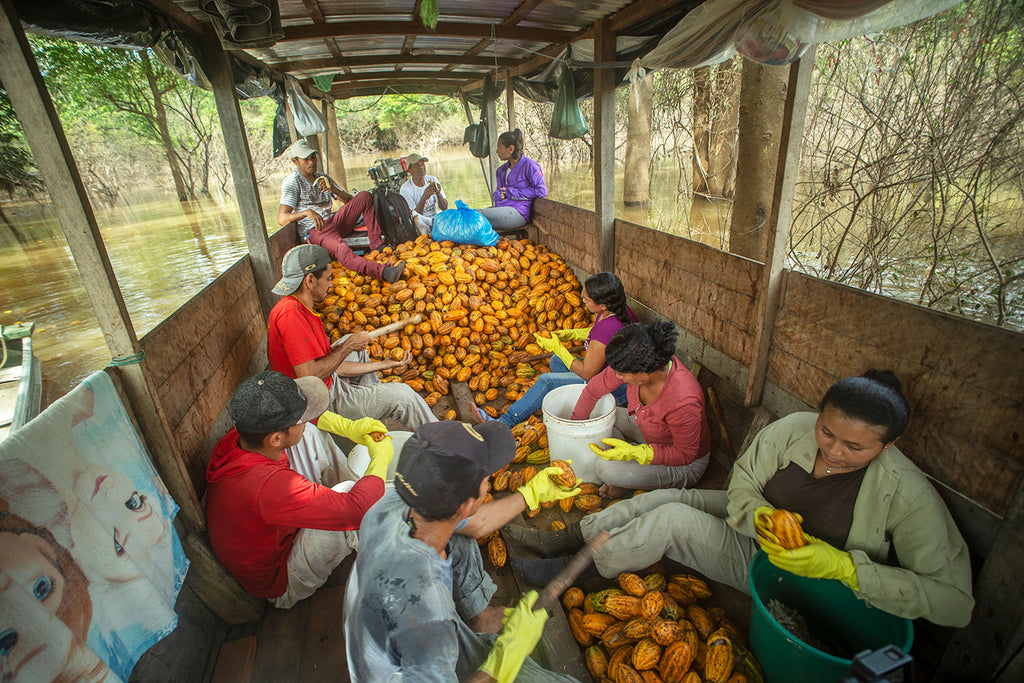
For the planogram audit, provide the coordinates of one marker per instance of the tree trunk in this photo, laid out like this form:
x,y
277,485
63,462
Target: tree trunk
x,y
715,115
19,237
636,189
762,99
165,133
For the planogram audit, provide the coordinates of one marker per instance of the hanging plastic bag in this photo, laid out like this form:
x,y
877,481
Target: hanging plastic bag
x,y
308,121
463,225
476,135
566,120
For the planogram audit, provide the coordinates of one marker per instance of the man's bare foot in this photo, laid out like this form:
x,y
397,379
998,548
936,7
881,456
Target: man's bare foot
x,y
607,491
489,621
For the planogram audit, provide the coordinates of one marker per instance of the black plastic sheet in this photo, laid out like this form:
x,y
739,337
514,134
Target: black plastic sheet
x,y
109,23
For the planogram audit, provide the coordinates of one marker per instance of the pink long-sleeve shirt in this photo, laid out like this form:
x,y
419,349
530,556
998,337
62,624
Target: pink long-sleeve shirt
x,y
674,424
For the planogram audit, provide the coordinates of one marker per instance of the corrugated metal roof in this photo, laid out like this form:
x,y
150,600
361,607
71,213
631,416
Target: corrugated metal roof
x,y
375,44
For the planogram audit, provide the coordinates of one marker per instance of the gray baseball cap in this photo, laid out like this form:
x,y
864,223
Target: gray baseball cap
x,y
298,262
270,401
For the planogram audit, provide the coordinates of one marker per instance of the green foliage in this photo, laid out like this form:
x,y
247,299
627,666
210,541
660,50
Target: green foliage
x,y
17,170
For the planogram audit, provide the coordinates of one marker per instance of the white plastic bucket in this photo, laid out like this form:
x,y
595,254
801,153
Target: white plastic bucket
x,y
358,459
569,439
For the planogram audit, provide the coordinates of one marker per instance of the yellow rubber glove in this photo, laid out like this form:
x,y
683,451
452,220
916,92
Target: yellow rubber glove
x,y
547,343
762,523
555,346
579,334
817,560
356,430
543,489
381,454
522,630
642,453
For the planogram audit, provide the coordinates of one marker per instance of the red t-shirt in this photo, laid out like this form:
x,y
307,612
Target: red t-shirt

⁂

**What the task requires**
If a line above contains the word "laid", list it.

**Result of the exercise**
For the planogram audit, provide the coordinates of one marker per instance of the tree trunk in this photo, laid out like this form:
For the planogram audit, provide the coordinates of one marker per instance of the hanging plastic bag in this photo, laid out like this form:
For the planogram audit, provide the coordinates of one marker per instance of the man's bare foot in this photo, laid out like this form:
For the planogram audit, provide the coordinates of one marker per instance of the black plastic sheet in this photo, laid out like this form:
For the planogram audit, provide the coordinates of one marker per instance of the pink long-sleeve shirt in this photo, laid out like this form:
For the planogram audit, provide the coordinates of one marker per instance of the corrugated metal roof in this photo, laid out like this form:
For the planogram audit, provide the coordinates of one marker per instance of the gray baseball cap in this photo, laid out like this form:
For the planogram audit, provide the coordinates of one marker per instance of the green foliage in this photo, laid out like this form:
For the planogram audit, provide the coordinates of one marker per instance of the white plastic bucket in this photo, laid out like this form:
For the planogram audit, provide the coordinates of one marker per instance of the yellow rubber glove in this photo, laid out like this form:
For the planogram audit, provide the coordinates of one marker per instance of the red t-shirt in this photo, laid out like this form:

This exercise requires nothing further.